Collected data entries:
++++++++

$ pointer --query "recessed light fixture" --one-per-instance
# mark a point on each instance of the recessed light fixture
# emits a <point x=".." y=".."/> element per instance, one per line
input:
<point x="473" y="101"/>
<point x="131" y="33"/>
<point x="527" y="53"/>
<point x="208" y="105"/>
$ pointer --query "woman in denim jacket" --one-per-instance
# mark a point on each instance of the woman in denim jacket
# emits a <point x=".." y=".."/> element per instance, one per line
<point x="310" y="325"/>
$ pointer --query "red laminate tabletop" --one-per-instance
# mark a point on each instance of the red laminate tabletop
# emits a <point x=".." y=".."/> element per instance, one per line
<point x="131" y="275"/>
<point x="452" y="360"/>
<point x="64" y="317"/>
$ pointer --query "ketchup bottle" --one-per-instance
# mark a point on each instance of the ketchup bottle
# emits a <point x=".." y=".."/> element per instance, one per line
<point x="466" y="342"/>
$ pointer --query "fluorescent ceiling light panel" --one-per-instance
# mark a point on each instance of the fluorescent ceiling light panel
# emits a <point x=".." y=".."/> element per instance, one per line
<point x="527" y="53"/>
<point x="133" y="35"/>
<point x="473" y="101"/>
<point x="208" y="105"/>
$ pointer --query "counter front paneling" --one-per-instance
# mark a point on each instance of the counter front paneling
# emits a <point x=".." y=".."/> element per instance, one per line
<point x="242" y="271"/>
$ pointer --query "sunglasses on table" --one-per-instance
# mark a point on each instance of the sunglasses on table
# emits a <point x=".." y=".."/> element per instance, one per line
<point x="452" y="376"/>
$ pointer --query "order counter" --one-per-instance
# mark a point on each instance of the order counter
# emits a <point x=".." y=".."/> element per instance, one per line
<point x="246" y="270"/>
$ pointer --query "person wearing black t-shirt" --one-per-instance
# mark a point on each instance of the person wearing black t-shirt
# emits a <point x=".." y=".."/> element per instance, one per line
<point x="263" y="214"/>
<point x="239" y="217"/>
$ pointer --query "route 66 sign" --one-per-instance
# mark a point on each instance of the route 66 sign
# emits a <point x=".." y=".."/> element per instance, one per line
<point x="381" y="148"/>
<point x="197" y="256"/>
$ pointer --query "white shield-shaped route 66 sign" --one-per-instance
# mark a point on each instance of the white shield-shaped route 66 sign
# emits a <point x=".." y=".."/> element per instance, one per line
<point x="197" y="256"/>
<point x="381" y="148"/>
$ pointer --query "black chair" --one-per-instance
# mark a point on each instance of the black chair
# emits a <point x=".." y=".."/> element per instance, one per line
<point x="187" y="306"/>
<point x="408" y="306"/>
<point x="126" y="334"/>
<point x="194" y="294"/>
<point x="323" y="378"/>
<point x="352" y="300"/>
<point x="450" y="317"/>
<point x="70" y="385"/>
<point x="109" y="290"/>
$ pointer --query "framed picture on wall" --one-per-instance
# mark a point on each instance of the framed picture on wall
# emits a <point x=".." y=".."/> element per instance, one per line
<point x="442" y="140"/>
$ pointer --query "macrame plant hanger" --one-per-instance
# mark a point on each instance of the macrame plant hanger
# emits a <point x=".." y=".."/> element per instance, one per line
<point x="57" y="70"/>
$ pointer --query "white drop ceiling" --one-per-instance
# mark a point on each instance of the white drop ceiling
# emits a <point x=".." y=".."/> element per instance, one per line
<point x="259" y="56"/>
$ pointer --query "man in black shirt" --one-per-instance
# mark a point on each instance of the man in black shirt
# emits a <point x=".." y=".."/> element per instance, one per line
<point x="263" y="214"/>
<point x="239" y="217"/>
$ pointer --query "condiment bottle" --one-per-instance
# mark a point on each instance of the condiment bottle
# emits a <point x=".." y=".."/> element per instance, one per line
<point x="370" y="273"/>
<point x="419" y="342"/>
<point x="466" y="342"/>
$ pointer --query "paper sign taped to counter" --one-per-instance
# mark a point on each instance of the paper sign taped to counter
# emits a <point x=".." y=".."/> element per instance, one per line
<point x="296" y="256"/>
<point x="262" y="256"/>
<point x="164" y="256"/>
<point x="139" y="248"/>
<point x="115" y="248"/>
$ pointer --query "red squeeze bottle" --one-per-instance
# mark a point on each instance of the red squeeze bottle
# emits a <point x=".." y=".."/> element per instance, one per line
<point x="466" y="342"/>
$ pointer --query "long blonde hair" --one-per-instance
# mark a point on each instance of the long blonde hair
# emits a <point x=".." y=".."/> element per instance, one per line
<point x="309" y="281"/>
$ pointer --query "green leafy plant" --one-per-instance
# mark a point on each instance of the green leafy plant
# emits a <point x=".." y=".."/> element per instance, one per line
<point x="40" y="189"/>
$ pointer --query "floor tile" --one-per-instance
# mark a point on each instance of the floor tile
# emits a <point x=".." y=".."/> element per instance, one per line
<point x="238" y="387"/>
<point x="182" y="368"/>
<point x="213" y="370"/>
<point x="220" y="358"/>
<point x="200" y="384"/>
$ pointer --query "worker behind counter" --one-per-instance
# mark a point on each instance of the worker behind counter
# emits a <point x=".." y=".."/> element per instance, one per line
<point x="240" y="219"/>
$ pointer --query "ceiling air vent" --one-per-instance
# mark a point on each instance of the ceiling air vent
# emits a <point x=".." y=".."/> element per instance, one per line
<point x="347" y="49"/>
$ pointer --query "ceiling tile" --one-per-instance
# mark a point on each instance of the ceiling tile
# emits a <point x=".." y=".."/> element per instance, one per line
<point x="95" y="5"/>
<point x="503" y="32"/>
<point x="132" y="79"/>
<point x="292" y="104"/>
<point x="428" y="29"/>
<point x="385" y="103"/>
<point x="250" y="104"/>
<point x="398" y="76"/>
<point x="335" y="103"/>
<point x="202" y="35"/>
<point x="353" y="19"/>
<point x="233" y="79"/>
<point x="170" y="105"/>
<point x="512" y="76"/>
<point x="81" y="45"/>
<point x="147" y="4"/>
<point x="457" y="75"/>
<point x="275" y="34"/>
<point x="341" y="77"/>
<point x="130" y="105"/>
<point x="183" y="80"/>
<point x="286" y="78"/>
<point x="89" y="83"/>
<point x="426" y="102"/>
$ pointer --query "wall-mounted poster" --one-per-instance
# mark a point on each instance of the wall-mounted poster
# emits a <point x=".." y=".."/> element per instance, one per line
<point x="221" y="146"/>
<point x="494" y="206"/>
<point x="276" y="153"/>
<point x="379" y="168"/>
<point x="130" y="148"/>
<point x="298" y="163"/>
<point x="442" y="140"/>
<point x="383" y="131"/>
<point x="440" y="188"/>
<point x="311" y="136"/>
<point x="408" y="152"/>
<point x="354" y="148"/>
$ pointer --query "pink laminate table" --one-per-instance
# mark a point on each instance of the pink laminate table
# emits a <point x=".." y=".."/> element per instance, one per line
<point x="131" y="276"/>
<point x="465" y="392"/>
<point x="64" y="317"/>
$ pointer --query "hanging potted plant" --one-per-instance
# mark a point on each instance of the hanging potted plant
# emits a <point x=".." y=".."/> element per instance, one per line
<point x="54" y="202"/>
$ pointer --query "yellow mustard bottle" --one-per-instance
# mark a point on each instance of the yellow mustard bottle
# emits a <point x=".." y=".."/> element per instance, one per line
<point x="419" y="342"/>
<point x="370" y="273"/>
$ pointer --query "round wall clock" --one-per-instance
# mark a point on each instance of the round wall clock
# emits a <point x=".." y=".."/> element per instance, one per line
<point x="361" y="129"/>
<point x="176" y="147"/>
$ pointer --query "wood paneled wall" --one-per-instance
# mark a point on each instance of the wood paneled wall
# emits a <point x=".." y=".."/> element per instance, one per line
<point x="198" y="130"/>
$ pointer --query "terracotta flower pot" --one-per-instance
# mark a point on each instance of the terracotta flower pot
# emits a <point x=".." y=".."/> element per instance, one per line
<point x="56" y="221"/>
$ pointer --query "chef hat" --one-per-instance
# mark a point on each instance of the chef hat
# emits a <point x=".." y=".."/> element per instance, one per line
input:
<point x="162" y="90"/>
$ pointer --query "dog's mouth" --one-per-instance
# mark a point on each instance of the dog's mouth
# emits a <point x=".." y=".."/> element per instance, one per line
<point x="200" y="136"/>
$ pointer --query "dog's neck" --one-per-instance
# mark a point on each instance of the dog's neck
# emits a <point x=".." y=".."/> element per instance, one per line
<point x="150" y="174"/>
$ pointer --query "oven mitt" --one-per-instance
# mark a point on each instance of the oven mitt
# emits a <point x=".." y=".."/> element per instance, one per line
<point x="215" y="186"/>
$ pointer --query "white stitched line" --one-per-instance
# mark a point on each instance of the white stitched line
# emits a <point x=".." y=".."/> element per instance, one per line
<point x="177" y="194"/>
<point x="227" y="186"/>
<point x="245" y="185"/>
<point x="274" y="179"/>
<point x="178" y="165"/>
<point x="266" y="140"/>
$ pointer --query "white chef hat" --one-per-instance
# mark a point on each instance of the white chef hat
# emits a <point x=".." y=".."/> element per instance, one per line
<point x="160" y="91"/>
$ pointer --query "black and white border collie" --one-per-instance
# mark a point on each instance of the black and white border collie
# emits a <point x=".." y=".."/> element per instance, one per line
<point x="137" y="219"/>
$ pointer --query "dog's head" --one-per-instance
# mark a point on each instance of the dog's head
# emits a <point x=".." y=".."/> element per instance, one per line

++++++++

» **TASK REQUIREMENTS**
From the first line of the entries above to the line with "# mark a point on each instance of the counter", please return every line exactly, keeping both ends.

» **SOLUTION TO THIS PROBLEM**
$ pointer --query "recessed light fixture" --one-per-instance
# mark a point on each instance of the recessed light fixture
# emits a <point x=".." y=".."/> element per instance, one per line
input:
<point x="473" y="101"/>
<point x="131" y="33"/>
<point x="527" y="53"/>
<point x="208" y="105"/>
$ pointer --query "woman in denim jacket" --one-per-instance
# mark a point on each instance of the woman in denim jacket
# emits a <point x=".." y=".."/> element per instance, one per line
<point x="310" y="325"/>
$ pointer --query "red laminate tabletop" --one-per-instance
# mark a point on each instance of the red laminate tabletop
# emits a <point x=".." y=".."/> element per instance, one per line
<point x="131" y="275"/>
<point x="452" y="360"/>
<point x="64" y="317"/>
$ pointer --query "ketchup bottle" --one-per-instance
# mark a point on each instance of the ketchup bottle
# emits a <point x=".." y=".."/> element per instance, one per line
<point x="466" y="342"/>
$ pointer --query "fluorescent ceiling light panel" --one-per-instance
# mark a point on each instance of the fluorescent ceiling light panel
# emits a <point x=".." y=".."/> element per instance, one per line
<point x="527" y="53"/>
<point x="133" y="35"/>
<point x="473" y="101"/>
<point x="208" y="105"/>
$ pointer --query "counter front paneling" --one-per-instance
# mark a point on each instance of the counter front paneling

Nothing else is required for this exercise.